Would you transcribe the line that holds "Note: mark the pale", plus every line beneath it through the end of the data, exactly and with nothing added?

Stored records:
* * * * * * * * *
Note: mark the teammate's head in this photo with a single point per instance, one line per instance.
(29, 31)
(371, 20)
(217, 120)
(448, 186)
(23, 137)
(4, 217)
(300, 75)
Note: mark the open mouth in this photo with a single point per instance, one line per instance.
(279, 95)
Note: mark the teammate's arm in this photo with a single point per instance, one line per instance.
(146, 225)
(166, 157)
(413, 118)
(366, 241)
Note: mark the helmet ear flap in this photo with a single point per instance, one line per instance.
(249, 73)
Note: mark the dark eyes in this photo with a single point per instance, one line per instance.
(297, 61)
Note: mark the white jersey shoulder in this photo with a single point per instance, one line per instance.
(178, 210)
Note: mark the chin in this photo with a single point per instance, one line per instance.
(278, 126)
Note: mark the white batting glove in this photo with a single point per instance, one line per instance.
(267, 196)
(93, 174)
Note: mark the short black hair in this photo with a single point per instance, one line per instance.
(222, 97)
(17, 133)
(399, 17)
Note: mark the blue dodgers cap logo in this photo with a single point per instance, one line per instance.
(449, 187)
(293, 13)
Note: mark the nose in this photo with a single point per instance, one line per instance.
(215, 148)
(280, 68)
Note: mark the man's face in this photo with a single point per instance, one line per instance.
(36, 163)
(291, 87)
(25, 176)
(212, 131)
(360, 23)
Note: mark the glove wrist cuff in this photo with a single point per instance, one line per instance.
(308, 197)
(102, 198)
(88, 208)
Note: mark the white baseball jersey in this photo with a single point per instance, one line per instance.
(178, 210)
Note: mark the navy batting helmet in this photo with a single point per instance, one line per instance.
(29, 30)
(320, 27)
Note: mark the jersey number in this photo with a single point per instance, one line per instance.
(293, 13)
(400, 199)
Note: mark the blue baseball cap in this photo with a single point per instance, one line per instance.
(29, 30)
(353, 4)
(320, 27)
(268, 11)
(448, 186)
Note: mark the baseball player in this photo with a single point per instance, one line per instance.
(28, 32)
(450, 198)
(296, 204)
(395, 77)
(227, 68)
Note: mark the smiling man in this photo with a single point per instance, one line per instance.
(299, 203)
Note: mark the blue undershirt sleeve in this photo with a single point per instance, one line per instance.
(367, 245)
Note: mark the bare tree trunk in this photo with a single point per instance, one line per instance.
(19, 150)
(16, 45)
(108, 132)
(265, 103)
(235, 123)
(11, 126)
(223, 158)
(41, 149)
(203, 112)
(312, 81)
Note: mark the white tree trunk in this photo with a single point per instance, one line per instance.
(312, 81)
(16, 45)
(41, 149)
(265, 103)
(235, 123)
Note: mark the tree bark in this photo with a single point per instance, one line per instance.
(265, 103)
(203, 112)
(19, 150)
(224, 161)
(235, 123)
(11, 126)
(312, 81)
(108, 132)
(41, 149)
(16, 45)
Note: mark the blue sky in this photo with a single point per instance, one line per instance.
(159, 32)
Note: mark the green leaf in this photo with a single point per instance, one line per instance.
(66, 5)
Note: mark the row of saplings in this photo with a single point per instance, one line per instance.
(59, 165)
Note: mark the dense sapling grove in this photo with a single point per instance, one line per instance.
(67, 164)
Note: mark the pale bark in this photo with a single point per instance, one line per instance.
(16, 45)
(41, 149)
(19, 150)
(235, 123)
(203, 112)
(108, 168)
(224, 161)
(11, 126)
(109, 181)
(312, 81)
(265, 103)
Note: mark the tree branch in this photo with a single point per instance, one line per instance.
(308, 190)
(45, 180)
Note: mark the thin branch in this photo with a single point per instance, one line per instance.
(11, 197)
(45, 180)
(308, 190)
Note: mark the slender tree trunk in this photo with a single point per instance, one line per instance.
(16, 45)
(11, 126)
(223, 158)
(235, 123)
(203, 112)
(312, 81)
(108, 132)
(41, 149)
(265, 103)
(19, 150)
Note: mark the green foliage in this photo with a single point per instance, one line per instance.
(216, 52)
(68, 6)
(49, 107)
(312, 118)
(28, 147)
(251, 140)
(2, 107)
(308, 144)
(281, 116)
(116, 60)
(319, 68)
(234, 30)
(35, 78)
* * * * * * * * *
### Solved problem:
Note: mark the pale bark in this photo with a single point per instance, one line per instance.
(16, 45)
(41, 149)
(19, 150)
(235, 123)
(203, 112)
(108, 168)
(224, 161)
(11, 126)
(109, 181)
(312, 81)
(265, 103)
Note: mark the tree branch in this photo with a single point per instance, one line per instance.
(308, 190)
(45, 180)
Note: mark the thin branch in this photo with a single point per instance, one line per instance.
(11, 197)
(45, 180)
(308, 190)
Note: mark the slender tree trunk in this photo with a single point per instance, one line per instance.
(16, 45)
(11, 126)
(223, 158)
(235, 123)
(203, 112)
(312, 81)
(108, 132)
(41, 149)
(265, 103)
(19, 150)
Note: mark the green foliage in this photo with a single point per instance, one line per instance.
(216, 52)
(68, 6)
(49, 107)
(312, 118)
(28, 147)
(251, 140)
(2, 107)
(308, 144)
(281, 116)
(116, 60)
(319, 68)
(234, 30)
(35, 78)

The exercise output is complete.